__Directive A__
Summarize the ITAT ruling in two sentences.
__Directive B__
Reproduce the portion of the ITAT ruling that begins at the words "Case Law Details" and stops after the words "DCIT (ITAT Ahmedabad)".

__Selected passage__
........

Case Law Details

Case Name : Gnyan Dham Vapi Charitable Trust Vs DCIT Exemptions (ITAT Ahmedabad)
Appeal Number : ITA No. 2208/Ahd/2018
Date of Judgement/Order : 19/08/2020
Related Assessment Year : 2015-16
Courts : All ITAT (7458) ITAT Ahmedabad (496)

Gnyan Dham Vapi Charitable Trust Vs DCIT (ITAT Ahmedabad)

The issue under consideration is whether where a trust has incurred shortfall due to its excess spending in a particular year, such deficit or shortfall allowed to be c/f in full for set off against the incomes in  subsequent years under s.11(1)(a) and Section 11(1)(b) of the Act?

ITAT states that, the assessee has not availed the entitlement of accumulation of 15% of income in the instant case. Needless to say, the statutory postulations towards accumulation of 15% of income for indefinite period is an entitlement or a right of absolute nature vested upon the assessee but, however, cannot be regarded as an obligation envisaged in law. The law applicable to accumulation of income cannot be extended to application thereof. Where an assessee trust has made excess application of its income, the option or entitlement vested upon an assessee to accumulate 15% for indefinite period in our view cannot operate as an obligation enforceable against it in the absence of accumulation. The method of computation of deficit to be truncated artificially 15% based on an entitlement (opposed to an obligation) as suggested by first appellate authority is totally devoid of any logic. This would tantamount to application of concession conferred on assessee in a reverse manner and thus put the assessee in a worser position in the event of accelerated application of receipts for salutary purposes. The action directed by CIT(A) has the effect of deprivation of concession granted and is repugnant to the intended outcome. The Pune Bench of Tribunal in Maharshi Karve Stree Shikshan Samstha Karvenagar vs. ITO 174 ITD 591 (Pune) has also essentially held that relaxations conferred under s. 11(1)(a)/(b) r.w. Section 11(2) of the Act to the extent of 15% of income would not nullify the entitlement of such absolute nature by way of reduction in quantum of deficit. ITAT thus have no hesitations to quash the observations of the first appellate authority towards exclusion of 15% of income for the purposes of determination of quantum of deficit to be carried forward for set off in ensuing years in accordance with law. In the result, appeal of the assessee is allowed.

........

__Raw data__
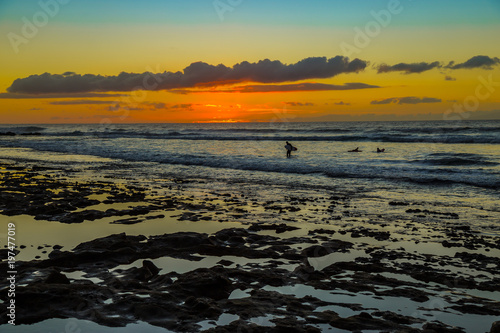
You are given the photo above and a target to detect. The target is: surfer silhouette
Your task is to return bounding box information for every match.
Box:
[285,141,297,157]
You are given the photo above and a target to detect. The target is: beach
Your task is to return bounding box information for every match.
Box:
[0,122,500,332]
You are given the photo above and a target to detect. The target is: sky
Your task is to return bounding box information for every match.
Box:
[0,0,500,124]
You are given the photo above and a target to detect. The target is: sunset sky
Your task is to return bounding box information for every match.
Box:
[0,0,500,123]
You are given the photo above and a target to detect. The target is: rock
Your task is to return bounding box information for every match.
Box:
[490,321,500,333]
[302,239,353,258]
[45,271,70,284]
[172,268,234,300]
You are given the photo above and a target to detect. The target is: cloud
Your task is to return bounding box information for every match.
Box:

........

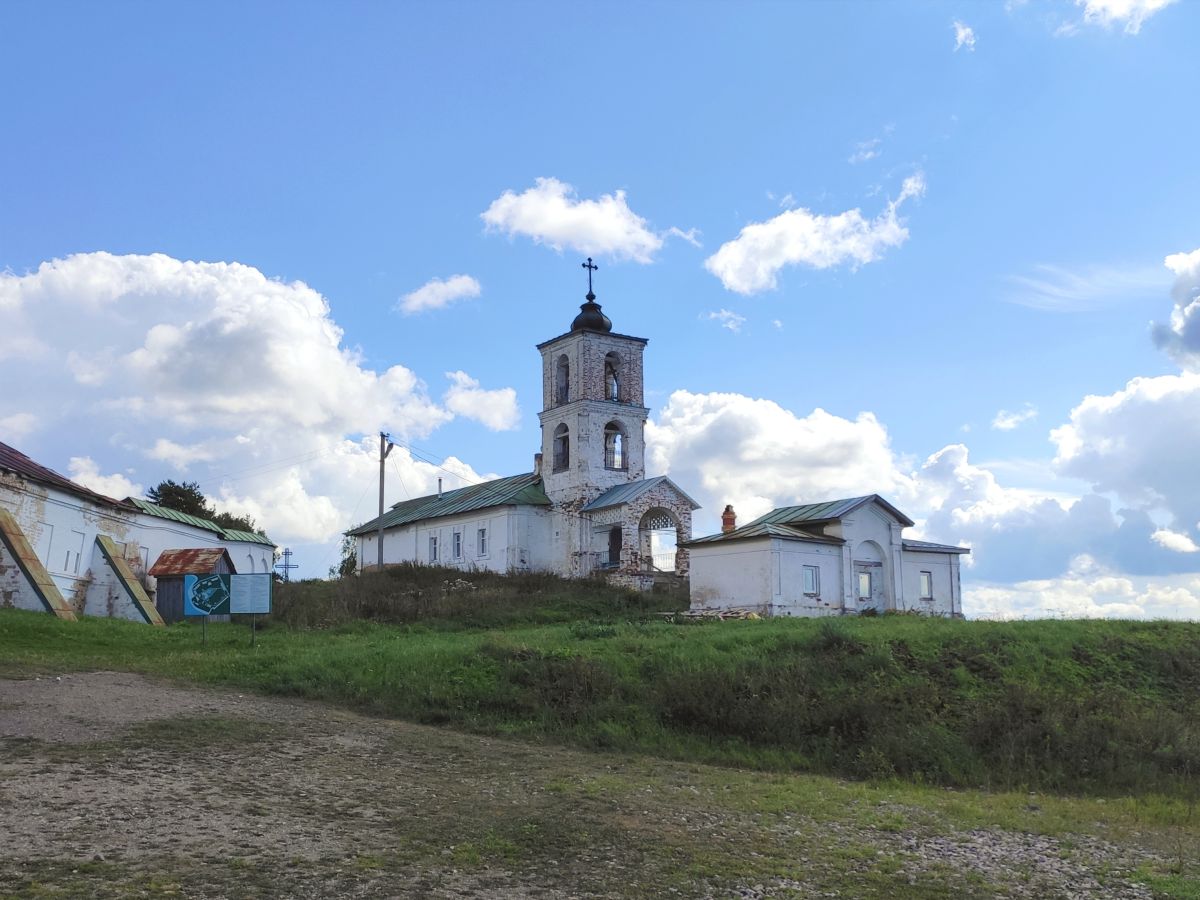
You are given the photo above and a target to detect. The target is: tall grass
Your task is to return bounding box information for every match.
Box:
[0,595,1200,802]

........

__Full output A__
The issue is whether a trust that spent in excess in a particular year may carry forward the full shortfall for set-off against income in later years under Sections 11(1)(a) and 11(1)(b) of the Act. The ITAT held that accumulation of 15% of income is an entitlement rather than an obligation, quashed the first appellate authority's exclusion of 15% of income in determining the deficit to be carried forward, and allowed the assessee's appeal.

__Full output B__
Case Law Details

Case Name : Gnyan Dham Vapi Charitable Trust Vs DCIT Exemptions (ITAT Ahmedabad)
Appeal Number : ITA No. 2208/Ahd/2018
Date of Judgement/Order : 19/08/2020
Related Assessment Year : 2015-16
Courts : All ITAT (7458) ITAT Ahmedabad (496)

Gnyan Dham Vapi Charitable Trust Vs DCIT (ITAT Ahmedabad)